# Given data:
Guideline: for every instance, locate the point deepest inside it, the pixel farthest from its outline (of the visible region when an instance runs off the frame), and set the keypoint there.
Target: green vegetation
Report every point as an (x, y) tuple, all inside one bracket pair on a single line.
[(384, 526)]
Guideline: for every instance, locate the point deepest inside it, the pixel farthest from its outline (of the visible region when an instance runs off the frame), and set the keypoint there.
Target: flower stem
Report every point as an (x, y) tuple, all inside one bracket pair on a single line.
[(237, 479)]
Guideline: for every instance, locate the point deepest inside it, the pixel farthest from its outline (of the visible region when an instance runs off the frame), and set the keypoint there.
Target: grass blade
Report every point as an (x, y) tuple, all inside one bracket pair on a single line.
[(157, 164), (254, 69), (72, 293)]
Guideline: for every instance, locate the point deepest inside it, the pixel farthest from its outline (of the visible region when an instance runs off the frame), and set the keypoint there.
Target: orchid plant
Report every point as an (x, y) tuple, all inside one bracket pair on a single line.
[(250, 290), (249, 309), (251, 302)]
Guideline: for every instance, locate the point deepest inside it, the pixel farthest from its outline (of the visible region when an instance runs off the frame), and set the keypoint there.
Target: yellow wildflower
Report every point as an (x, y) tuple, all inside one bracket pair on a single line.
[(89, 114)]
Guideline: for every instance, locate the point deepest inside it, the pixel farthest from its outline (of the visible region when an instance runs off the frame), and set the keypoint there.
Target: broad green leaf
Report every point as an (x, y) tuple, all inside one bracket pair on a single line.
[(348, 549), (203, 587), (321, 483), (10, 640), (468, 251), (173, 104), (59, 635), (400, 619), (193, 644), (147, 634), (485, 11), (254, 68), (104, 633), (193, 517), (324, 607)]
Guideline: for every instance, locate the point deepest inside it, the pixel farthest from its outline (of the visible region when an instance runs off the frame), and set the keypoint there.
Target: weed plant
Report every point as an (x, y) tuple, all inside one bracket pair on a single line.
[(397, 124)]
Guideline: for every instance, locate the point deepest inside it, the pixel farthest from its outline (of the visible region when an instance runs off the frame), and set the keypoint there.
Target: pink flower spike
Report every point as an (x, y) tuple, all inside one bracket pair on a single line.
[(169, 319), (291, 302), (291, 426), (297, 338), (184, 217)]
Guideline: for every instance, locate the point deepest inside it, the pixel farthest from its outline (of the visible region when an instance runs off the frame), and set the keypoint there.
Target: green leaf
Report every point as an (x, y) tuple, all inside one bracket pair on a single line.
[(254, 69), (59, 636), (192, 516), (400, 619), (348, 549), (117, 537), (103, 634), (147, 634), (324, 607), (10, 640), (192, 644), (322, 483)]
* * *
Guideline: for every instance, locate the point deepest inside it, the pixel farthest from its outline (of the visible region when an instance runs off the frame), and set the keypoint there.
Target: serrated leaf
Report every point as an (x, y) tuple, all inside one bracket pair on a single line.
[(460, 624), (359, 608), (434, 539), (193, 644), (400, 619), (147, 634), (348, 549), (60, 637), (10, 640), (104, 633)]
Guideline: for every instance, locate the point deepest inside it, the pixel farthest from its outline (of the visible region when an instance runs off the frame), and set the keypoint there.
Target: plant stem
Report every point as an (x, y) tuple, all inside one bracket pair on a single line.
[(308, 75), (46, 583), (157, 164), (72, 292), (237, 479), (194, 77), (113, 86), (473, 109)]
==
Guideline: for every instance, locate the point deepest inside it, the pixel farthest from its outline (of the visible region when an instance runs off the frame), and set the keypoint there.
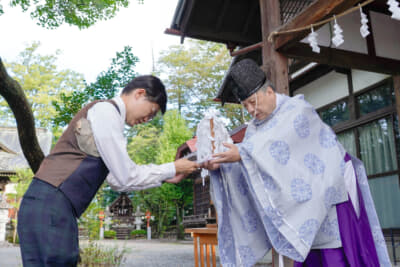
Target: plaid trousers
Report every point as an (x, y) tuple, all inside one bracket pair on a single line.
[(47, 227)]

# Task prompt:
Locate every line in the records that contains the string "Target" and copy each such line in full.

# Correct answer:
Target: green vegetation
Target: flower stem
Target: grass blade
Target: orchid plant
Target: yellow wildflower
Target: broad green leaf
Target: weed plant
Target: pink flower spike
Target: green leaf
Target: serrated leaf
Target: plant stem
Target: plaid trousers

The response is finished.